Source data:
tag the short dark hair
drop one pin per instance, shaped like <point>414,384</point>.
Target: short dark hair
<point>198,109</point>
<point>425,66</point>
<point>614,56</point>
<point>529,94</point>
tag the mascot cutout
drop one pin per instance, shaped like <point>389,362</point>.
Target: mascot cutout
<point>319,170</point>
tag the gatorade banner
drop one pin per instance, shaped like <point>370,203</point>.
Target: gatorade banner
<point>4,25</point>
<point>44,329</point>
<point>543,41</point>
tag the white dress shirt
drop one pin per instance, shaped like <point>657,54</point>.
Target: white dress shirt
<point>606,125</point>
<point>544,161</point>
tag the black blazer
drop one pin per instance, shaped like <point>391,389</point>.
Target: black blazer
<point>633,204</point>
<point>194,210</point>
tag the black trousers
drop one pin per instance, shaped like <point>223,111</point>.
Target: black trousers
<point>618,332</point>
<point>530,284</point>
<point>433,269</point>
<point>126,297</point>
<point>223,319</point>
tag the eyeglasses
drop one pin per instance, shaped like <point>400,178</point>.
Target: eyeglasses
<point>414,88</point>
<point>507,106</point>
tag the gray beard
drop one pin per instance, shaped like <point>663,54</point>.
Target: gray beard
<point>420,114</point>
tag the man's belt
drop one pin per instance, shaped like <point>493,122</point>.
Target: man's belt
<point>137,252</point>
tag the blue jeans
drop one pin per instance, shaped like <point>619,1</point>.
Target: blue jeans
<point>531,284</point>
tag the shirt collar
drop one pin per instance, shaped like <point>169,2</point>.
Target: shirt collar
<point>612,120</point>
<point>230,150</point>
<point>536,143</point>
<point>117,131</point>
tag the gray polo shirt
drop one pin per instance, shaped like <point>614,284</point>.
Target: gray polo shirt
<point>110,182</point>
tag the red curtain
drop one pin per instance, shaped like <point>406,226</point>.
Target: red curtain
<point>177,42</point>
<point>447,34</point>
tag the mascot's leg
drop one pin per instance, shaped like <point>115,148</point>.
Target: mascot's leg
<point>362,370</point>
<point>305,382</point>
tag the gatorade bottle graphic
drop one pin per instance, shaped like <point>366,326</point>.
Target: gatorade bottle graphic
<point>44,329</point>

**Directions:** Find the line that contains "drop one pin per instance, shaped like <point>619,1</point>.". Write out that line and every line after it through the end of the data, exactly, and nothing else.

**Response for this exercise:**
drop one pin per instance, shaped like <point>619,1</point>.
Target: blue jeans
<point>531,284</point>
tag the shirt collar
drop one pin per instance, shaped like <point>169,2</point>.
Target: shirt collar
<point>612,120</point>
<point>230,150</point>
<point>536,143</point>
<point>117,131</point>
tag the gray polo shirt
drop one pin per instance, shaped like <point>614,284</point>.
Target: gray polo shirt
<point>110,182</point>
tag the red curtain
drop one pin per instance, shaped like <point>406,226</point>.
Target: red curtain
<point>177,42</point>
<point>447,34</point>
tag the mascot's leg
drop one pin per instance, shaped like <point>115,148</point>.
Target: mascot's leg
<point>362,370</point>
<point>305,382</point>
tag the gatorade bottle graphic
drop one pin per instance, shaped like <point>366,326</point>.
Target: gatorade bottle graphic
<point>44,329</point>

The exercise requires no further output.